* **Extracted material**

>>

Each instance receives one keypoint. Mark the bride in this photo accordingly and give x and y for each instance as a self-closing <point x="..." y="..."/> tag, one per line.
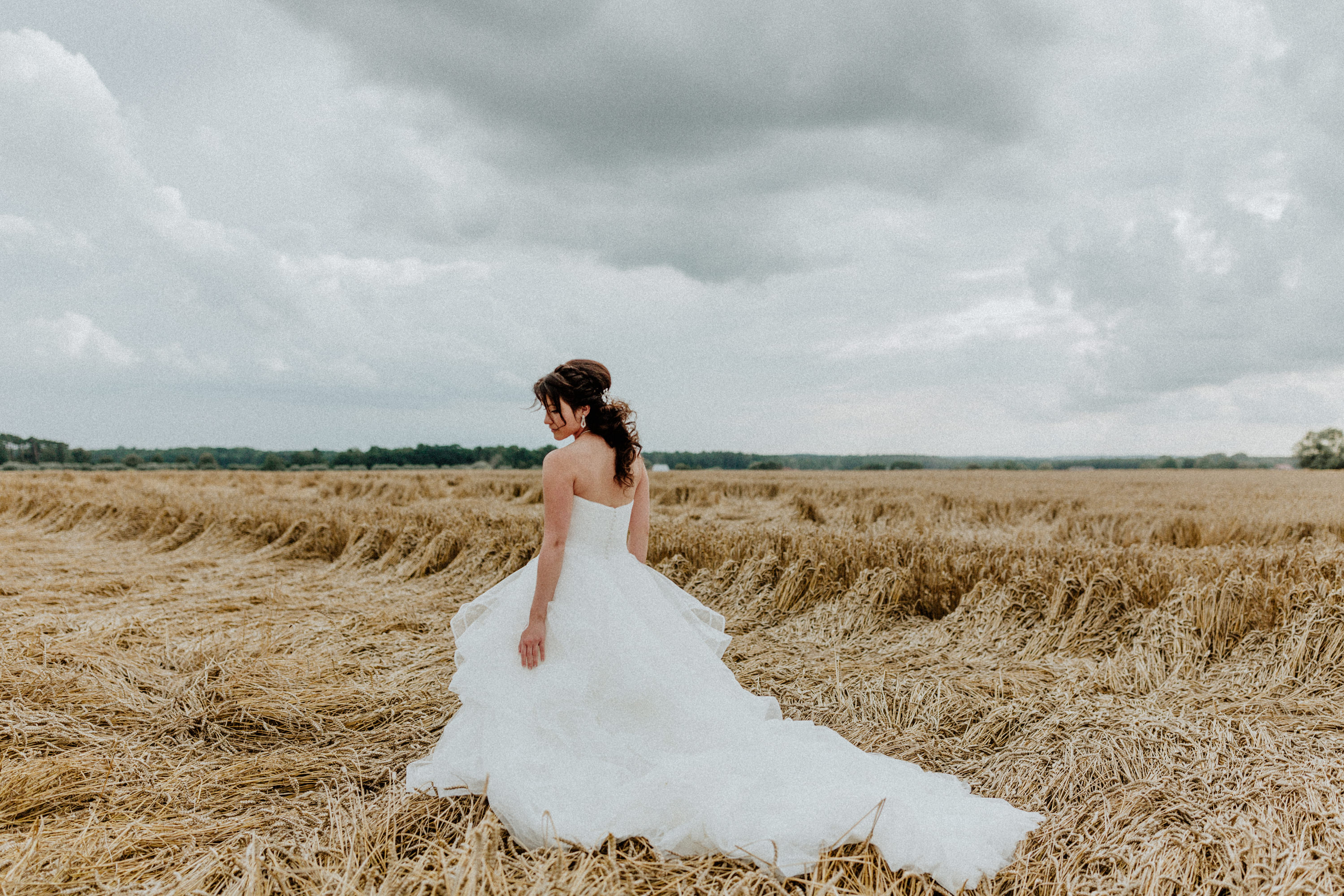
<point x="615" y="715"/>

<<
>>

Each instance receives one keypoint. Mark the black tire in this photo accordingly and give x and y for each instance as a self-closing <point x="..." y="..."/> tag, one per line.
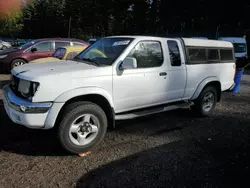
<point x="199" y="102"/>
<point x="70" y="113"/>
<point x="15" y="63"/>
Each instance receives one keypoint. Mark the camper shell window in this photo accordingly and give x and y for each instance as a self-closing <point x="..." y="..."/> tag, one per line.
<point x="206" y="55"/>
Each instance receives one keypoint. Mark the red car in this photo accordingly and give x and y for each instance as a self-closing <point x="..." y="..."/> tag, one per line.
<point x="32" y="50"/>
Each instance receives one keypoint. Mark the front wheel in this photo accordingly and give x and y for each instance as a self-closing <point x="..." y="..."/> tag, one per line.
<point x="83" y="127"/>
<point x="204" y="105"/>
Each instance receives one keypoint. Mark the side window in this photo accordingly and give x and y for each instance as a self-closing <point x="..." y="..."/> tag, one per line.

<<
>>

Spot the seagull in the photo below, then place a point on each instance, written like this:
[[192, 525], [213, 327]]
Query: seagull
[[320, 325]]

<<

* **Problem description**
Retype the portion of the data above that starts on the line with "Each instance receives one keypoint. Mark the front" and finishes on the line with "Each instance receives one keypoint. Mark the side", including both of those lines.

* **Result below**
Each instance receives one keypoint. Mark the front wheel in this photo accordingly and give x and y for each instance as a self-closing <point x="..." y="..."/> tag, one per line.
<point x="83" y="127"/>
<point x="204" y="105"/>
Each instance receives one keypoint. Mark the side window in this photo accordingly and give x and y for each instance as a self-closing <point x="..." y="..."/> tag, one per line.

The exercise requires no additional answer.